What needs to be done -
Output every line of the data exactly as it appears.

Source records
····················
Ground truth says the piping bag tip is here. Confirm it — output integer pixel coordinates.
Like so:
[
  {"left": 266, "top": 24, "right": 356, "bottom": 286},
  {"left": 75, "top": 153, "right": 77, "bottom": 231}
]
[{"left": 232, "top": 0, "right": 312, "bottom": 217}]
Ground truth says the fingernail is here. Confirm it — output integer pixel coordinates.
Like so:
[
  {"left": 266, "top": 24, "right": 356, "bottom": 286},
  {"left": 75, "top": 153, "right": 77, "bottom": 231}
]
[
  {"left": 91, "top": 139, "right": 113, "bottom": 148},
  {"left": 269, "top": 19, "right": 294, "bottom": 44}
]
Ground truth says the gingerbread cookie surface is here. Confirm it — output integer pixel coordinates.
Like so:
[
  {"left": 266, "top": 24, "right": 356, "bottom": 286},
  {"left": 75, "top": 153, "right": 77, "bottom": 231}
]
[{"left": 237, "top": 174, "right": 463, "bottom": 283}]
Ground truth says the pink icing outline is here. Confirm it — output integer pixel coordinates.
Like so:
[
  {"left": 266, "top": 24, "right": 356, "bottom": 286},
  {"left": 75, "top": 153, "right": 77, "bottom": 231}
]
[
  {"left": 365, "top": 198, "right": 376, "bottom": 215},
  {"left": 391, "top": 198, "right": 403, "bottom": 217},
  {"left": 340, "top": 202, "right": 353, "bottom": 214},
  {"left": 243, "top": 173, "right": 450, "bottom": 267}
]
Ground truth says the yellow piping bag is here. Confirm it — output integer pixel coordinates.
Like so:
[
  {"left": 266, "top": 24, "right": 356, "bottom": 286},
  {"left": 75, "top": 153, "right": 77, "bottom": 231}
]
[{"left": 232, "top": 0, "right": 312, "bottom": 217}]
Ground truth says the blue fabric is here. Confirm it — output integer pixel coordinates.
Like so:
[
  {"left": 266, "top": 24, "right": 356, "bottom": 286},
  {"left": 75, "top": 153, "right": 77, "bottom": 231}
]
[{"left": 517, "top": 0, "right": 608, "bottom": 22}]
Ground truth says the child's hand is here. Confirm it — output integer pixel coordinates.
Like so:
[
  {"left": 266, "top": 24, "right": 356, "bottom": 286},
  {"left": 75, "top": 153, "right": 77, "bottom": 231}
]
····················
Reply -
Ground truth says the piping bag tip is here. Confirm it — output integer pixel coordinates.
Like so:
[
  {"left": 266, "top": 24, "right": 356, "bottom": 286},
  {"left": 75, "top": 153, "right": 77, "bottom": 231}
]
[{"left": 232, "top": 0, "right": 312, "bottom": 217}]
Ground truth says the fingernail is here. Confirm it — output integer pixel coordinates.
Like so:
[
  {"left": 266, "top": 24, "right": 356, "bottom": 286},
  {"left": 75, "top": 153, "right": 77, "bottom": 231}
]
[
  {"left": 91, "top": 139, "right": 113, "bottom": 148},
  {"left": 269, "top": 19, "right": 294, "bottom": 44}
]
Ground truth says the gingerbread cookie surface is here. Confirm it — output integer pixel coordinates.
Like so:
[
  {"left": 266, "top": 24, "right": 356, "bottom": 286},
  {"left": 75, "top": 153, "right": 77, "bottom": 231}
]
[{"left": 237, "top": 174, "right": 463, "bottom": 283}]
Ground truth says the pink icing outline is here. Confirm it — output integer pixel coordinates.
Like so:
[
  {"left": 266, "top": 24, "right": 356, "bottom": 286},
  {"left": 75, "top": 153, "right": 77, "bottom": 231}
]
[
  {"left": 365, "top": 198, "right": 376, "bottom": 215},
  {"left": 391, "top": 198, "right": 403, "bottom": 217},
  {"left": 340, "top": 202, "right": 353, "bottom": 214},
  {"left": 243, "top": 173, "right": 450, "bottom": 267}
]
Ground truth says the yellow piping bag is here. Confirm it — output integer pixel coordinates.
Like so:
[
  {"left": 266, "top": 24, "right": 356, "bottom": 286},
  {"left": 75, "top": 153, "right": 77, "bottom": 231}
]
[{"left": 232, "top": 0, "right": 312, "bottom": 217}]
Ground truth says the blue fabric is here. Confirm it — output integer pixel coordinates.
Like so:
[
  {"left": 266, "top": 24, "right": 356, "bottom": 286},
  {"left": 75, "top": 153, "right": 77, "bottom": 231}
]
[{"left": 517, "top": 0, "right": 608, "bottom": 22}]
Ground truth says the child's hand is here. Confirm it — output integer pixel coordinates.
Like so:
[
  {"left": 266, "top": 24, "right": 356, "bottom": 286},
  {"left": 75, "top": 153, "right": 77, "bottom": 231}
]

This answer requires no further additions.